[START Reading passage]

About a mile below on the northeasterly side of Millvale, a hill picturesquely crowned with pines attracts attention. This is the Ramoth Hill immortalized in the lovely poem "My Playmate:"--

"The pines were dark on Ramoth Hill, Their song was soft and low.

. . . . .

"And still the pines of Ramoth wood Are moaning like the sea,-- The moaning of the sea of change Between myself and thee!"

Until recently there has been much doubt as to the location of Ramoth Hill, Whittier himself giving no definite answer when asked in regard to it. Indeed, the poem as originally written had the title "Eleanor," and the hill was given the name of Menahga. But Mr. J. T. Fields, to whom the manuscript was submitted, did not like this name, and Whittier changed it to Ramoth, which suited his editor's taste. Mr. Alfred A. Ordway, the best authority on all matters pertaining to Whittier's allusions to places in this region, has discovered that the name Menahga was given to this particular hill in Haverhill by Mrs. Mary S. West of Elmwood, one of a family all the members of which were dear to Whittier from his boyhood to the close of his life. A letter of Whittier's to Mrs. West has come to light, written about the time this poem was composed, in which he commends the selection of the name of this hill, and intimates that he shall use it in a poem.

On the Country Bridge road, leading from the birthplace to Rocks Village, is an ancient edifice, known as the "Old Garrison House," which is of interest to Whittier-Land pilgrims because it was the home of Whittier's great-grandmother, Mary Peaslee, who brought Quakerism into the Whittier family. Thomas Whittier, the pioneer, did not belong to the Society of Friends, though favorably disposed toward the sect. His youngest son, Joseph, brought the young Quakeress into the family, and their descendants for several generations, down to the time of the poet, belonged to the sect founded by her father's friend, George Fox. Joseph Peaslee built this house with bricks brought from England before 1675. As it was one of the largest and strongest houses in the town, in the time of King Philip's war it was set apart by the town authorities as a house of refuge for the families of the neighborhood, and as a rallying point for the troops kept on the scout. There are many port-holes through its thick walls.

A little farther on we come to Rocks Village, pictured so perfectly by Whittier in his poem "The Countess," that it will be at once recognized:--

"Over the wooded northern ridge, Between its houses brown, To the dark tunnel of the bridge The street comes straggling down."

The bridge across the Merrimac at this point was a covered and gloomy structure at the time this poem was written. It has since been partially remodeled, and many of the houses of the "stranded village," then brown and paintless, have received modern improvements. But there is enough of antiquity still clinging to the place to make it recognizable from Whittier's lines. This was the market to which the Whittiers brought much of the produce of their farm to barter for household supplies. This was the home of Dr. Elias Weld, the "wise old doctor" of "Snow-Bound," and it was to him "The Countess" was inscribed--the poem which every year brings many visitors hither, for the grave of the Countess is near.

Whittier was still in his teens when this eccentric physician left Rocks Village and removed to Hallowell, Maine, and almost half a century had intervened before he wrote that remarkable tribute to the friend and benefactor of his youth, which is found in the prelude to "The Countess." The good old man died at Hudson, Ohio, a few months after the publication of the lines that meant so much to his fame, and it is pleasant to know that they consoled the last hours of his long life. Whittier did not know whether or not the benefactor of his boyhood was living in 1863, when he wrote the poem, as is shown in the lines:--

"I know not, Time and Space so intervene, Whether, still waiting with a trust serene, Thou bearest up thy fourscore years and ten, Or, called at last, art now Heaven's citizen."

[END Reading passage]
[START Information supplied]

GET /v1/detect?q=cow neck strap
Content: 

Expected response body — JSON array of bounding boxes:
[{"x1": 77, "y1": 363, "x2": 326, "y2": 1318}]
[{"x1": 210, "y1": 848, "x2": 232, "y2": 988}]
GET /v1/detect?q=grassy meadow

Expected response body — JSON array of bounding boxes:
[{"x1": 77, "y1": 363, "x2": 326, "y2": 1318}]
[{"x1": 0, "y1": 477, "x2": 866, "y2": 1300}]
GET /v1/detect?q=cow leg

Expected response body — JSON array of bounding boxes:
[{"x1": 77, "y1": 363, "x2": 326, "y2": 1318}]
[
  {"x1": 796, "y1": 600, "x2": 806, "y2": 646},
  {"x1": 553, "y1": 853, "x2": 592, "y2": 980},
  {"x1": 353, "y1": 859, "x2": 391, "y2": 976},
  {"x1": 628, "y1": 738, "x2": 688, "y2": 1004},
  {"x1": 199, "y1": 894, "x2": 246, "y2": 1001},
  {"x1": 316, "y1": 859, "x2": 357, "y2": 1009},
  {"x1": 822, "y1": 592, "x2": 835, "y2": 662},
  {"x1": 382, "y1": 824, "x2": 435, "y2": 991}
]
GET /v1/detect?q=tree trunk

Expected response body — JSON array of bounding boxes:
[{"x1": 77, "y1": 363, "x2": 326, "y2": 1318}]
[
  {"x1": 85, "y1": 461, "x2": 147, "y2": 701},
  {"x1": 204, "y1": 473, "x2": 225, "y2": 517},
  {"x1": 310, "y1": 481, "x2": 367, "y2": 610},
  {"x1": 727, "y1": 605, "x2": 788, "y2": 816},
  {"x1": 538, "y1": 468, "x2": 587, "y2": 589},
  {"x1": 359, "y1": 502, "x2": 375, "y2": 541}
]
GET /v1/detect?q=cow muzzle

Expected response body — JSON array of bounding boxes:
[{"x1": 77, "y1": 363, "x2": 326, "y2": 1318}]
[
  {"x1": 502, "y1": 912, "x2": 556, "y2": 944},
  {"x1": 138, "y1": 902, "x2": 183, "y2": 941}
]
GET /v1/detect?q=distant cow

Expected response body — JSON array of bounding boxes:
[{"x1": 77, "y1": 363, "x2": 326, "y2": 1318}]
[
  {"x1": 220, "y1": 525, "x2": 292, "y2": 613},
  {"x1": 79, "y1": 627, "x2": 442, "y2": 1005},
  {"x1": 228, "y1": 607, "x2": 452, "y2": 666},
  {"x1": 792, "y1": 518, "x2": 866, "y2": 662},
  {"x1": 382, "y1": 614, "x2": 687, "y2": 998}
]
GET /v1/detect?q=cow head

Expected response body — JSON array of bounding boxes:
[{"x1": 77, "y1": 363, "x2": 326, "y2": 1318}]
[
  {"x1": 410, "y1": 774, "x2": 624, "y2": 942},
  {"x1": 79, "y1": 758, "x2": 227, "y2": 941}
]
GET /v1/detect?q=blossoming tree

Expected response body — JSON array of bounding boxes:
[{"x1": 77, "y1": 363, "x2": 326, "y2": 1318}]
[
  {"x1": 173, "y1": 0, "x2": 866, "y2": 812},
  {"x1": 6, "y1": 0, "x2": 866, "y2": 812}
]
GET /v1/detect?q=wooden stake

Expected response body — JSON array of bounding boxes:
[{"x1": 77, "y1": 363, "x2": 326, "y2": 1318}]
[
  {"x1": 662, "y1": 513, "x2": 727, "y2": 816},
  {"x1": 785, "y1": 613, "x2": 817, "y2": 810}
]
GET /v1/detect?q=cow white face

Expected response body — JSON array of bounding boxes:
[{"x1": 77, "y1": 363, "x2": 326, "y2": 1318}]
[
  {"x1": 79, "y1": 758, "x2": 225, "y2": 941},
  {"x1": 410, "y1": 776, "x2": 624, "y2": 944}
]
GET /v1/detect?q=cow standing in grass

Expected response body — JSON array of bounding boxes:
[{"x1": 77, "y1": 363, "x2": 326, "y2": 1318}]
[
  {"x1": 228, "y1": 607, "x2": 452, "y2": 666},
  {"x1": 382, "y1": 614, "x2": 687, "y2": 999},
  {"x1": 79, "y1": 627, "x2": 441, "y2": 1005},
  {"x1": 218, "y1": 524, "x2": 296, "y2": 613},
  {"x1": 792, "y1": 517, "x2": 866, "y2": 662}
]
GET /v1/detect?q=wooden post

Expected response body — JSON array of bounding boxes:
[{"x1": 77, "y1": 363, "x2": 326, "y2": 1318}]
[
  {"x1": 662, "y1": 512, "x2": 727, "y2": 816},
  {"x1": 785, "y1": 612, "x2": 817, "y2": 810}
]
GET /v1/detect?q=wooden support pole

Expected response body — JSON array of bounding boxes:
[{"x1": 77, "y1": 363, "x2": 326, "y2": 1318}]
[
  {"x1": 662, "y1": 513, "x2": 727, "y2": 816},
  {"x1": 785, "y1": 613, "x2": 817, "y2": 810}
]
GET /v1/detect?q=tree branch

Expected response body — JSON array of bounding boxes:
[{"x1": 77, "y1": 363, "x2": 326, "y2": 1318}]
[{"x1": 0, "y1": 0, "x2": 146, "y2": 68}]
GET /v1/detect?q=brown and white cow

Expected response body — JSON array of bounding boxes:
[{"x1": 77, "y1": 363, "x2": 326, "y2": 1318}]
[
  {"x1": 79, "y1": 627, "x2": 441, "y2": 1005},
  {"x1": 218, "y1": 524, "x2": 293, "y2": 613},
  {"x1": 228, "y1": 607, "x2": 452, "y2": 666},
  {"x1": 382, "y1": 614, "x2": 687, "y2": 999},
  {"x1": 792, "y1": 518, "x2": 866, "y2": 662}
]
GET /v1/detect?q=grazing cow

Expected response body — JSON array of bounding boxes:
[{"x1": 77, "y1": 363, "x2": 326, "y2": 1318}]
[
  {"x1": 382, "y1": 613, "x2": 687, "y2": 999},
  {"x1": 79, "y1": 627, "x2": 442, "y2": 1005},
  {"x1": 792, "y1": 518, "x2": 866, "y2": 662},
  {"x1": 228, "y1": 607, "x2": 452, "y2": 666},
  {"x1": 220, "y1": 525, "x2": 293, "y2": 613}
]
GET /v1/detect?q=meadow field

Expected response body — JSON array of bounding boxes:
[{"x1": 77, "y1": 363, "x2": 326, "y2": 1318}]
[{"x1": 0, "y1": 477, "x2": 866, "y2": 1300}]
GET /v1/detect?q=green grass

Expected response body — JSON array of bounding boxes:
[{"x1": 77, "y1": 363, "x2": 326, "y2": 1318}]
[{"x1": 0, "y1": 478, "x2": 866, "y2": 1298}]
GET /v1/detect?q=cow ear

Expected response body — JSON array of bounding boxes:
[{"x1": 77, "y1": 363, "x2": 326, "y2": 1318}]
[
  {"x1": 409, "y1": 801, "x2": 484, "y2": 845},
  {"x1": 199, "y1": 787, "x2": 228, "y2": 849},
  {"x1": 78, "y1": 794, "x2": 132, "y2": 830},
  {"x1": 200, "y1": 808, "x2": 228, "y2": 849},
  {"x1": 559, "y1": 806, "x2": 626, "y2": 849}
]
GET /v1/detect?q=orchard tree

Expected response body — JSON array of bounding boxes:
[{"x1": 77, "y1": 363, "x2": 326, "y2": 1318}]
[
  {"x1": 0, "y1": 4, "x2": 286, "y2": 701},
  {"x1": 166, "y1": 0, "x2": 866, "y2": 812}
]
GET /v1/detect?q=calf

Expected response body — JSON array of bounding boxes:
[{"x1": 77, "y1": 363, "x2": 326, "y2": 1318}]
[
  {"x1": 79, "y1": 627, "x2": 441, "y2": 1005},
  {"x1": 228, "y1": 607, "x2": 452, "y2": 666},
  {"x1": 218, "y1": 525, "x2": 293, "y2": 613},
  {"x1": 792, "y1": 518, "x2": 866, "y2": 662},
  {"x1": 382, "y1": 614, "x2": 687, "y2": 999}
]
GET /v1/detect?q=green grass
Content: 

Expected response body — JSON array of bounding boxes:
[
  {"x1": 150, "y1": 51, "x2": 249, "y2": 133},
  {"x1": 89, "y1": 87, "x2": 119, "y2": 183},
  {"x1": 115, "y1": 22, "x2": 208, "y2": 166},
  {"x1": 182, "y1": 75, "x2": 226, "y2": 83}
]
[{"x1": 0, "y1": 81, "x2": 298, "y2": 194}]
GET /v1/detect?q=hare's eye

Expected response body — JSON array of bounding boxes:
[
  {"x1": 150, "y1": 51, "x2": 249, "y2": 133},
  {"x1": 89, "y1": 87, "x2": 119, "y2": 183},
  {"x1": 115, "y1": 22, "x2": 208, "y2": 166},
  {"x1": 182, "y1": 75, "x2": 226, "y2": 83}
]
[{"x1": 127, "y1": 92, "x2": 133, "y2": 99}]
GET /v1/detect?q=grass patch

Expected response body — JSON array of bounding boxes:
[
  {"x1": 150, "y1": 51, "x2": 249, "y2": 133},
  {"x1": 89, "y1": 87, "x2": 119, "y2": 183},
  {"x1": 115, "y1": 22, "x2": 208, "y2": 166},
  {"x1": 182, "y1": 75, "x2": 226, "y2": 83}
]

[END Information supplied]

* Exercise prompt
Please answer these questions from the passage on Whittier's local places above.
1. What title did the poem "My Playmate" have as originally written?
2. Who built the "Old Garrison House"?
3. Where did Dr. Elias Weld die?

* Response to this exercise
1. "Eleanor"
2. Joseph Peaslee
3. Hudson, Ohio